### Action item
Copy out all lines of the records in which the word "leaf" appears.

Data excerpts START

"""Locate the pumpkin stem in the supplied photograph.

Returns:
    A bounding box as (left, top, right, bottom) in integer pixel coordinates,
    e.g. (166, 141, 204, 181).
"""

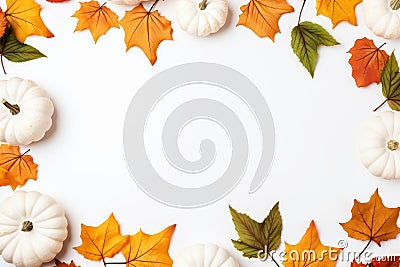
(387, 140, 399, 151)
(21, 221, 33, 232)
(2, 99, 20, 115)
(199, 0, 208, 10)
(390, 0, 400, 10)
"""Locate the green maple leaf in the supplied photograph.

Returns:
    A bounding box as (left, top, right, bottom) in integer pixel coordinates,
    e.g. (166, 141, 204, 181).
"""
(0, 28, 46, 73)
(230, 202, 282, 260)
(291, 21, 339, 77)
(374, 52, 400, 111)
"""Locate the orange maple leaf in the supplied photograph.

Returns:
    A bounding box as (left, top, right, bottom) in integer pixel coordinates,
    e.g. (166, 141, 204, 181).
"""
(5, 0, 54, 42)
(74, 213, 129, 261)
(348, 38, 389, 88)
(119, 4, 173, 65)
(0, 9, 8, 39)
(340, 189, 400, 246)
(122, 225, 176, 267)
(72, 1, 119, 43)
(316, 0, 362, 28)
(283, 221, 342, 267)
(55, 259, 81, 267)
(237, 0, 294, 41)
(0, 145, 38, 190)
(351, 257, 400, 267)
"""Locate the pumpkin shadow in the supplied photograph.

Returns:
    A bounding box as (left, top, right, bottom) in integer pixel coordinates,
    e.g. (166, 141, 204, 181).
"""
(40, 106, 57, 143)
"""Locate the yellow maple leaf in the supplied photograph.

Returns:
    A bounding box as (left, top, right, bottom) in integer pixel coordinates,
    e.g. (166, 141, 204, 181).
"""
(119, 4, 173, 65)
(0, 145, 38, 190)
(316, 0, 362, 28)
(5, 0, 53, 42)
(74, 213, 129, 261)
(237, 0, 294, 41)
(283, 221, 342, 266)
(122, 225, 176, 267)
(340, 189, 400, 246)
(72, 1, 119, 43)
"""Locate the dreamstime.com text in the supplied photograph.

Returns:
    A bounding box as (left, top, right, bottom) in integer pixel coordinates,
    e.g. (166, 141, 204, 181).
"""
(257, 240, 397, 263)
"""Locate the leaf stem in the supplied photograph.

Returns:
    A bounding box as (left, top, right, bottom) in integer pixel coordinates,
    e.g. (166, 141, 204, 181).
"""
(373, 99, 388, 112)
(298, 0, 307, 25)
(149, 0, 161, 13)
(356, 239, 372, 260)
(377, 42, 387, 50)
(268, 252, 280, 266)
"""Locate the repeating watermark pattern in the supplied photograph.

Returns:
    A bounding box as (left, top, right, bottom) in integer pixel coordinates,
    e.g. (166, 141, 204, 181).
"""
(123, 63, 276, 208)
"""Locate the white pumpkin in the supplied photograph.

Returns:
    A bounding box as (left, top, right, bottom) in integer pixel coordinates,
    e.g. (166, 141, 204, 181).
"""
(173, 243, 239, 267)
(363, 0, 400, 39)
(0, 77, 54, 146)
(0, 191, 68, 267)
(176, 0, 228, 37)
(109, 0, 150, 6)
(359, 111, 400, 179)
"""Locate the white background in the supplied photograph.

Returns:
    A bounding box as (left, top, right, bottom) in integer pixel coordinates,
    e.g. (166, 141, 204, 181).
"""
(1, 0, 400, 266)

Data excerpts END

### Written solution
"""Locate the green maple leaf in the supplied photograph.
"""Locate the orange maple leaf in the supplied photograph.
"""Locate the yellow maple leaf in the supplied photograph.
"""Locate the leaf stem in the supplied photograph.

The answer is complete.